** Begin Input rows **

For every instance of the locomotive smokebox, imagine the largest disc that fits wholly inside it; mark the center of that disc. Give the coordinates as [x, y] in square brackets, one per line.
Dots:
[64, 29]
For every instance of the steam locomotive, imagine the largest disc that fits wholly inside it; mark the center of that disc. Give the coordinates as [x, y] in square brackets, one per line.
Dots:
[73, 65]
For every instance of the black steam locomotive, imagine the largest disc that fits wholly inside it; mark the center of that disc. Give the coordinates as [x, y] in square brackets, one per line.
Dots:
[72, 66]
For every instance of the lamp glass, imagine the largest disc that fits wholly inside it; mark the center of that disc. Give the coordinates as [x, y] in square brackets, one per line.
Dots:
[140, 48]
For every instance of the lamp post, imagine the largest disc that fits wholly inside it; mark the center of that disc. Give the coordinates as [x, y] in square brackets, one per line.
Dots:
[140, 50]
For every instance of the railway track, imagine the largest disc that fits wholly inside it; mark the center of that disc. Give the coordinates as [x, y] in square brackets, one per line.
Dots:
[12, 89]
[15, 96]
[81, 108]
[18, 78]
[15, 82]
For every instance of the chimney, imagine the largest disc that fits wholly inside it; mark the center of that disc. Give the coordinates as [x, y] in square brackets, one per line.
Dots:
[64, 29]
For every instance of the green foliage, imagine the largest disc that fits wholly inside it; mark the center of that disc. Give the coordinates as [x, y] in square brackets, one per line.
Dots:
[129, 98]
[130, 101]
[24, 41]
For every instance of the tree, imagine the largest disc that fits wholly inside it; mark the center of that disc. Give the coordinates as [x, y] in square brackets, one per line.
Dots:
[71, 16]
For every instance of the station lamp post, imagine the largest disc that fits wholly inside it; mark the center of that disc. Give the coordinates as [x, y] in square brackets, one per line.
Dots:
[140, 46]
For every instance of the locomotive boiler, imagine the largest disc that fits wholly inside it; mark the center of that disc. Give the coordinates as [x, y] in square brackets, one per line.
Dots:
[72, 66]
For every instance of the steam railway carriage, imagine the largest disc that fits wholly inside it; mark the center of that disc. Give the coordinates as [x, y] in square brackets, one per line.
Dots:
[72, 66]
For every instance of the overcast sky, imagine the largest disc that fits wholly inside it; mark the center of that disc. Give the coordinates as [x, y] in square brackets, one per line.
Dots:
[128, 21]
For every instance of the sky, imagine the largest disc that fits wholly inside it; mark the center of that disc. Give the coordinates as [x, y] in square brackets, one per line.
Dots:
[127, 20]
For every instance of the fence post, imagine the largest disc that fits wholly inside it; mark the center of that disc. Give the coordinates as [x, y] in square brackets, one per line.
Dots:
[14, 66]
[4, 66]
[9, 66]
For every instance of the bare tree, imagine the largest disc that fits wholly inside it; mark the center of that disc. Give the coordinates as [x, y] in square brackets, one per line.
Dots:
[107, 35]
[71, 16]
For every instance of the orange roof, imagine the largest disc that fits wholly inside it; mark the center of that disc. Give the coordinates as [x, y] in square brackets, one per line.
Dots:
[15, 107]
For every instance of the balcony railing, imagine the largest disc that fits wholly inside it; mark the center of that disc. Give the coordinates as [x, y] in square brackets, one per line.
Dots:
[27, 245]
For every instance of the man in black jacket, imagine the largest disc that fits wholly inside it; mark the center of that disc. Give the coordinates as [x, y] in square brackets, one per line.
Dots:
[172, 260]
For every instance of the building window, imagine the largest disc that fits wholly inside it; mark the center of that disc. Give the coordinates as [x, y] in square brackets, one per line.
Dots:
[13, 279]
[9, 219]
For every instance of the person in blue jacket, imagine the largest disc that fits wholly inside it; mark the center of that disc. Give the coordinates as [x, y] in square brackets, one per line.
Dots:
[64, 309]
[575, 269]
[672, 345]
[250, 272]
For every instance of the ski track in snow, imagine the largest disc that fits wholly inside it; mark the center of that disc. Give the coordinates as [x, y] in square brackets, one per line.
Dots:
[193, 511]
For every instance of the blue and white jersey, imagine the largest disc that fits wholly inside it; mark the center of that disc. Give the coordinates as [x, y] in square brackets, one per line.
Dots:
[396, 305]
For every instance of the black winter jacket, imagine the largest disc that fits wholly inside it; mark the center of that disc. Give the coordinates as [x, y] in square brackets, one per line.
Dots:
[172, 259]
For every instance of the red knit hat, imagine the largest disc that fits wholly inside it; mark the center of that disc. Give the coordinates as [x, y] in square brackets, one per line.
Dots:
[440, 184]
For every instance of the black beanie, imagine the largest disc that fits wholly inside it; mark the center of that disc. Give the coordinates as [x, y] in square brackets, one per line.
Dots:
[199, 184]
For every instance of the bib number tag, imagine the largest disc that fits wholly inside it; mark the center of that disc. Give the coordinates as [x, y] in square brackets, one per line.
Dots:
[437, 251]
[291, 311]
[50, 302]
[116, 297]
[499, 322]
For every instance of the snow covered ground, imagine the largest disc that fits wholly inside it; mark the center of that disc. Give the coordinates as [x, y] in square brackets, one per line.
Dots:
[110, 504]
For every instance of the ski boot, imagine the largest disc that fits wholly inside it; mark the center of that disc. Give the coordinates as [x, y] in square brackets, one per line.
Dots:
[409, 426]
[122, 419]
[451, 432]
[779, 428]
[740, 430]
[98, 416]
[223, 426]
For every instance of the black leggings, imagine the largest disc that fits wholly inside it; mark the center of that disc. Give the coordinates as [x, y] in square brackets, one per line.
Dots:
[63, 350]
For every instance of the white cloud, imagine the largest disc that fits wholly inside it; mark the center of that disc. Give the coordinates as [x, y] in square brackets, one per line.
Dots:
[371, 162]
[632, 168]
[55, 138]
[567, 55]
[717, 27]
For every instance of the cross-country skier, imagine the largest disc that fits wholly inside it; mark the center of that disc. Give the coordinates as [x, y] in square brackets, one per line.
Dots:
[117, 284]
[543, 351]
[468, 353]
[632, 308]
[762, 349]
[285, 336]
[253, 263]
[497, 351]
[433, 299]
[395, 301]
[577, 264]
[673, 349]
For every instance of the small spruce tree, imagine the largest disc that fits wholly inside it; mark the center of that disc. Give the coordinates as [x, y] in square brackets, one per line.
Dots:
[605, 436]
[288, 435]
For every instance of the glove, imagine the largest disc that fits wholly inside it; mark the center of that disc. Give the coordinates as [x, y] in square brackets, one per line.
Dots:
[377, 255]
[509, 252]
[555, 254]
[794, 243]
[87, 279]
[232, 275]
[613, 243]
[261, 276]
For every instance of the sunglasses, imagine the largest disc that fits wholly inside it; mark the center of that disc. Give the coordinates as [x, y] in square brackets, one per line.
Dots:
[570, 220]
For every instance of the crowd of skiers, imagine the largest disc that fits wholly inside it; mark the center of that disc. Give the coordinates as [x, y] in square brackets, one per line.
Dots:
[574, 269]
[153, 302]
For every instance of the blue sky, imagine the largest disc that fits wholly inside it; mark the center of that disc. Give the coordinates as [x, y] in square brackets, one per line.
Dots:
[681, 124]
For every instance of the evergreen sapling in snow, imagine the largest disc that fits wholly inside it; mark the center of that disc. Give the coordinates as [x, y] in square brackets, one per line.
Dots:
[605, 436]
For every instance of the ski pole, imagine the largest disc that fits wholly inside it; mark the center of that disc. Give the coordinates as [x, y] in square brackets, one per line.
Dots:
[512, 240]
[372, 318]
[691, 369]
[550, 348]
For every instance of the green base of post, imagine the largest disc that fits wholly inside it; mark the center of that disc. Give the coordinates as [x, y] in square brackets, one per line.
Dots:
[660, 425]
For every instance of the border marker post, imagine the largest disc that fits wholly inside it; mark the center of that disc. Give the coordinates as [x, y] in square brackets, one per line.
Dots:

** End Input rows **

(What to do) Rewrite all of the records above, swapping "disc" for "circle" everywhere it occurs and keeping everything else the same.

(Reply to the task)
For every instance of the locomotive smokebox, imagine the largest circle that fits wholly inside it; mark the center of that circle. Give the coordinates as [x, y] in square brackets, one per line.
Dots:
[64, 29]
For every instance of the steam locomotive, imagine the largest circle that fits wholly inside it; mark the center of that circle. Give the coordinates as [x, y] in square brackets, one per line.
Dots:
[73, 65]
For every instance of the black steam locomotive, imagine the largest circle that fits wholly inside it; mark the center of that circle. Give the coordinates as [x, y] in square brackets, one per line.
Dots:
[72, 66]
For every instance of the lamp glass, imagine the largest circle that fits wholly inside it; mark the center of that circle. Give the coordinates as [x, y] in square brackets, one per line.
Dots:
[140, 48]
For every instance of the lamp post, imagine the largest circle that fits wholly inside it; mark the center of that circle. Give the coordinates as [x, y] in square brackets, one per line.
Dots:
[140, 50]
For every instance of the railway track, imagine the largest circle that fits wholly inside it; mark the center of that circle. Give the coordinates as [x, y] in square brackets, one per line.
Dots:
[12, 89]
[15, 96]
[81, 108]
[18, 78]
[15, 82]
For every instance of the chimney, imagine the largest circle that fits wholly inside it; mark the center of that circle. Give the coordinates as [x, y] in square brackets, one per line.
Dots:
[64, 29]
For every instance of the green foliage, imagine the largest circle that fits wholly inside it; mark the center of that circle. Give the coordinates as [x, y] in square brackets, one per line.
Dots:
[129, 98]
[130, 101]
[24, 41]
For every instance of the tree, imagine the largest circle that fits wholly inside it; mark the center of that circle. Give the coordinates as [x, y] in square brackets, one per line.
Dots:
[71, 16]
For every instance of the station lamp post, imagine the largest circle that fits wholly inside it; mark the center of that circle. Give the coordinates as [x, y] in square brackets, one per line.
Dots:
[140, 46]
For every instance of the locomotive boiler, imagine the largest circle that fits wholly inside it; mark the center of that circle. Give the coordinates as [x, y] in square brackets, one per line.
Dots:
[72, 66]
For every instance of the steam railway carriage, imagine the largest circle that fits wholly inside it; mark the center of that circle. Give the coordinates as [x, y] in square brackets, one per line.
Dots:
[72, 66]
For every instance of the overcast sky, imagine the largest circle that fits wholly inside it; mark the center of that circle. Give the coordinates as [x, y] in square brackets, one per line.
Dots:
[128, 21]
For every instance of the sky, imagine the largest circle that fits wholly inside it; mark the center of that circle. Give the coordinates as [x, y] in square brackets, one per line.
Dots:
[127, 20]
For every instance of the fence post, imagine the largest circle that fits wholly inside it; mark the center of that circle. Give the coordinates as [x, y] in square brackets, one per line.
Dots:
[14, 66]
[4, 66]
[9, 66]
For every instance of the bare tree, imagine the largest circle that fits wholly inside it; mark the center of that circle. Give the coordinates as [x, y] in square brackets, one per line.
Dots:
[107, 35]
[71, 16]
For every instance of the orange roof, imagine the largest circle that fits wholly inside it; mark the center of that circle. Give the coordinates as [x, y] in square brackets, one per line.
Dots:
[15, 107]
For every instance of the balcony railing, imagine the largest circle that fits wholly inside it; mark the center of that circle. Give the coordinates as [x, y] in square brackets, one per line.
Dots:
[27, 245]
For every instance of the man in black jacket, imagine the largest circle that fits wholly inside it; mark the center of that circle. Give the coordinates as [x, y] in square brackets, one per line.
Dots:
[172, 260]
For every instance of the building window, imagine the largest circle that fits wholly inside it; mark the center of that circle. Give the coordinates as [x, y] in square brackets, one per line.
Dots:
[13, 279]
[9, 219]
For every instance of the person in blue jacket, imagine the largest circle that fits wholly inside it; mark the center of that circle. Give the coordinates as [x, y] in square brackets, one per line.
Dots:
[64, 309]
[575, 269]
[672, 345]
[250, 272]
For every instance of the ski track in snow, imagine the largest circle that fits wholly inside it; mark the center of that circle. Give the coordinates as [x, y] in square brackets, one per line.
Dots:
[193, 511]
For every instance of the blue and white jersey, imagine the largest circle that fits wholly inside it; mark the center of that circle. Give the coordinates as [x, y] in square brackets, one per line.
Dots:
[396, 305]
For every instance of the black winter jacket, imagine the largest circle that fits wholly inside it; mark the center of that circle. Give the coordinates as [x, y] in square brackets, one per line.
Dots:
[172, 259]
For every instance of the red knit hat, imagine the largest circle that fits wholly inside it; mark the center of that circle. Give the coordinates as [x, y] in square brackets, one per line.
Dots:
[440, 184]
For every instance of the black beanie, imagine the largest circle that fits wholly inside it; mark the center of that circle. Give the coordinates as [x, y] in square brackets, one per line.
Dots:
[199, 184]
For every instance of the bib number tag, imagine the largest circle that fits wholly inside it; mark the center of that circle. Give the coordinates as [x, y] in square brackets, one per line.
Dots:
[437, 251]
[291, 311]
[50, 302]
[116, 297]
[499, 322]
For every instance of the snow covered ground, imagine the largest circle that fits wholly inside it; mark the center of that circle. Give the coordinates as [x, y] in square brackets, one per line.
Dots:
[110, 504]
For every instance of the ski boot, imagine the largest circle that fits wholly inside it; mark the center of that circle. Give the coordinates as [x, y] in square brackets, one per line.
Dots:
[409, 426]
[122, 419]
[451, 432]
[779, 428]
[740, 430]
[98, 416]
[223, 426]
For every instance of the black leggings, imagine the largest circle that fits wholly inside it; mark the center of that circle. Give the coordinates as [x, y] in square brackets, one per line.
Dots:
[63, 350]
For every instance of the white cloud, imagine the largest circle that fits wholly inside it; mark the center of that circle. Give the coordinates as [x, y] in square brackets, one per line.
Dots:
[371, 162]
[632, 168]
[55, 138]
[567, 55]
[717, 27]
For every instance of the cross-country skier, imagine the largest circle that fits wholly inside it; mark the center of that circle. Give the coordinates as [x, y] in square brackets, one per line.
Dots:
[117, 284]
[543, 351]
[468, 353]
[632, 308]
[762, 349]
[285, 336]
[253, 263]
[497, 351]
[433, 299]
[395, 301]
[577, 264]
[673, 349]
For every instance of the small spruce tree, imagine the largest circle that fits wholly inside it; mark the center of that circle. Give the coordinates as [x, y] in square brackets, one per line.
Dots:
[605, 436]
[288, 435]
For every instance of the glove, imagine the largest circle that fits wholly inside it; mark the center of that circle. Give the coordinates as [x, y] in square brackets, one per line.
Dots:
[377, 255]
[509, 252]
[555, 254]
[794, 243]
[87, 279]
[232, 275]
[613, 243]
[261, 276]
For every instance of the sunglasses, imagine the largest circle that fits wholly inside it; mark the center of that circle. Give the coordinates as [x, y] in square brackets, one per line.
Dots:
[570, 220]
For every instance of the crowd of skiers, imagine the largest circle that fits wholly inside it; mark the center of that circle. Give the coordinates as [x, y] in square brackets, one per line.
Dots:
[574, 269]
[153, 302]
For every instance of the blue sky, imagine the largest circle that fits wholly inside it; mark the center of that circle. Give the coordinates as [x, y] in square brackets, one per line.
Dots:
[681, 124]
For every instance of the evergreen sapling in snow, imagine the largest circle that fits wholly inside it; mark the center of that circle. Give the coordinates as [x, y] in square brackets, one per line.
Dots:
[605, 436]
For every instance of the ski pole, imagine the largest circle that fits wholly inside it; mark the center of that circle. Give the coordinates as [x, y] in square brackets, one per line.
Dots:
[512, 240]
[372, 318]
[691, 369]
[550, 348]
For every instance of the green base of post, imagine the largest circle that fits wholly inside it; mark the center of that circle. Give the coordinates as [x, y] in square brackets, one per line.
Dots:
[660, 425]
For every instance of the border marker post, imagine the largest circle that fits wholly inside it; mark the center of that circle. Give the coordinates as [x, y] in square brackets, one per line.
Dots:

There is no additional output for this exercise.